[Stored data]
-- Opening Marker --
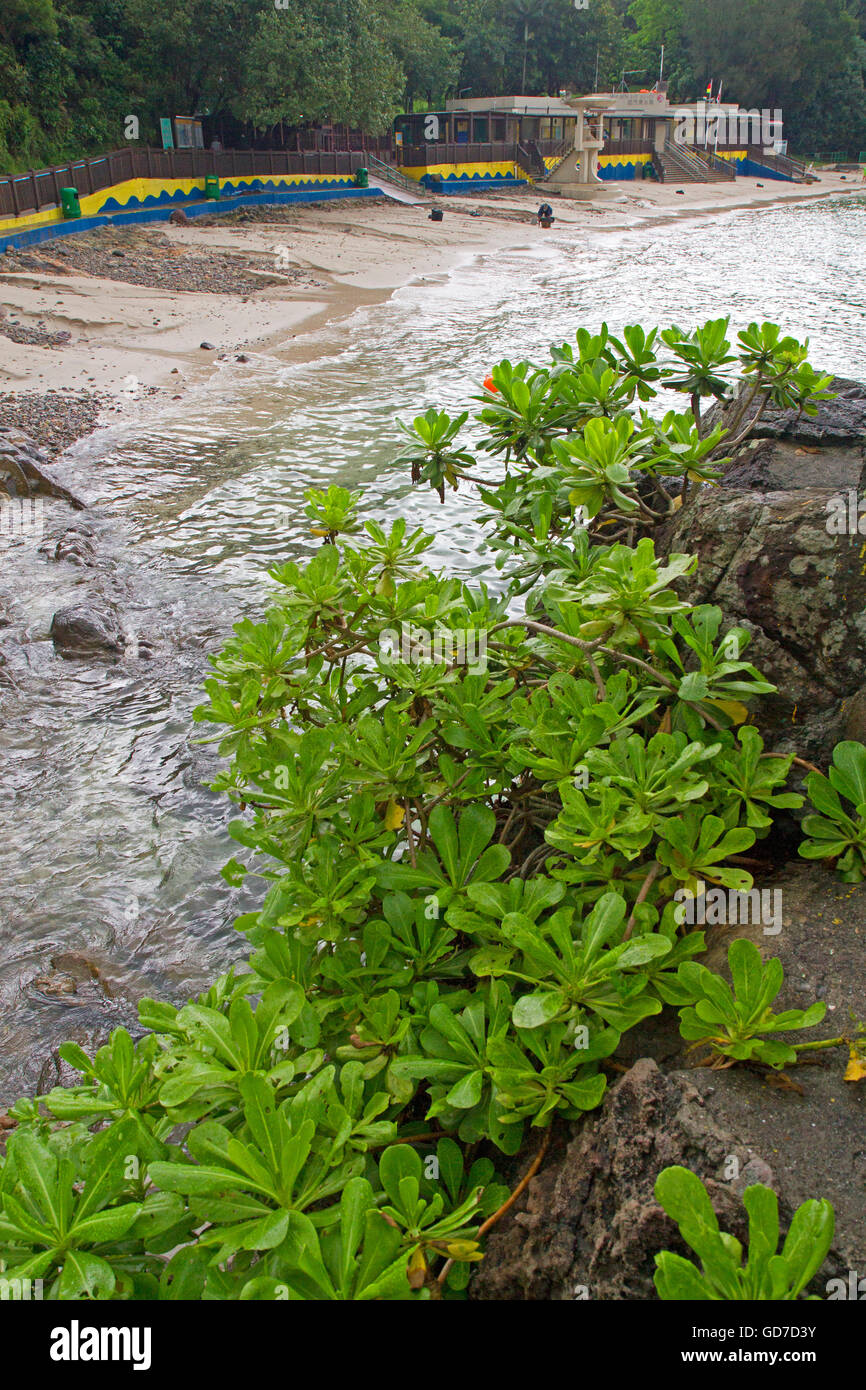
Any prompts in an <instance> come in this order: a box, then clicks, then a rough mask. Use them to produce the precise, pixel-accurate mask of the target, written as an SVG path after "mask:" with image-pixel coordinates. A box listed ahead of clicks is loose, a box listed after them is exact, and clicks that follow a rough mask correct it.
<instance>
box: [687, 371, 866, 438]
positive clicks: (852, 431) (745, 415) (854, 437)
mask: <svg viewBox="0 0 866 1390" xmlns="http://www.w3.org/2000/svg"><path fill="white" fill-rule="evenodd" d="M746 389H748V388H746ZM827 389H828V391H833V392H834V396H835V399H834V400H826V402H823V403H822V404H820V406H819V409H817V414H816V416H802V414H799V413H798V411H796V410H777V409H776V407H774V406H767V409H766V410H765V411H763V413H762V416H760V420H759V421H758V424H756V425H755V430H753V431H752V436H753V438H758V439H796V441H799V442H801V443H805V445H819V446H820V448H827V446H828V445H851V446H855V448H858V446H859V448H862V445H863V439H866V384H865V382H862V381H849V379H848V378H847V377H834V378H833V381H831V382H830V386H828V388H827ZM741 399H742V398H737V400H735V402H734V403H733V404H728V406H724V407H721V406H714V407H713V410H710V411H709V413H708V417H706V420H708V424H712V425H716V424H723V425H724V424H728V423H730V418H731V411H737V410H738V400H741ZM756 414H758V409H756V407H752V409H749V410H748V411H746V413H745V416H744V421H742V424H741V425H740V428H742V427H744V424H745V421H753V420H755V417H756Z"/></svg>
-- Closing Marker --
» Directions
Return each line above exactly; any pictures are to be skipped.

» Exercise result
Any prompts in an <instance> come in this order: a box, then clicks, then a rough mask. Use them to produce the precise, pixel-accurate mask of the target, written as an SVG path after "mask:" with image-pixel coordinates. A box listed ahead of clicks is loose, a box listed after them is exact, and clicks that follow a rough mask correct it.
<instance>
box: [687, 371, 866, 438]
positive clicks: (852, 431) (745, 415) (854, 437)
mask: <svg viewBox="0 0 866 1390" xmlns="http://www.w3.org/2000/svg"><path fill="white" fill-rule="evenodd" d="M746 389H748V388H746ZM827 389H828V391H833V392H834V396H835V399H834V400H826V402H823V403H822V404H820V406H819V409H817V414H816V416H802V414H799V413H798V411H796V410H777V409H776V407H774V406H767V409H766V410H765V411H763V413H762V416H760V420H759V421H758V424H756V425H755V430H753V431H752V436H753V438H758V439H796V441H799V442H801V443H805V445H819V446H820V448H827V446H828V445H851V446H855V448H858V446H859V448H862V445H863V439H866V384H865V382H862V381H849V379H848V378H847V377H834V378H833V381H831V382H830V386H828V388H827ZM741 399H742V398H737V400H735V402H734V403H733V404H728V406H724V407H721V406H714V407H713V410H710V411H709V413H708V417H706V420H708V424H712V425H716V424H723V425H724V424H728V423H730V418H731V411H737V410H738V400H741ZM756 414H758V409H756V407H752V409H749V410H748V411H746V413H745V416H744V421H742V424H741V425H740V428H742V427H744V424H745V421H753V420H755V417H756Z"/></svg>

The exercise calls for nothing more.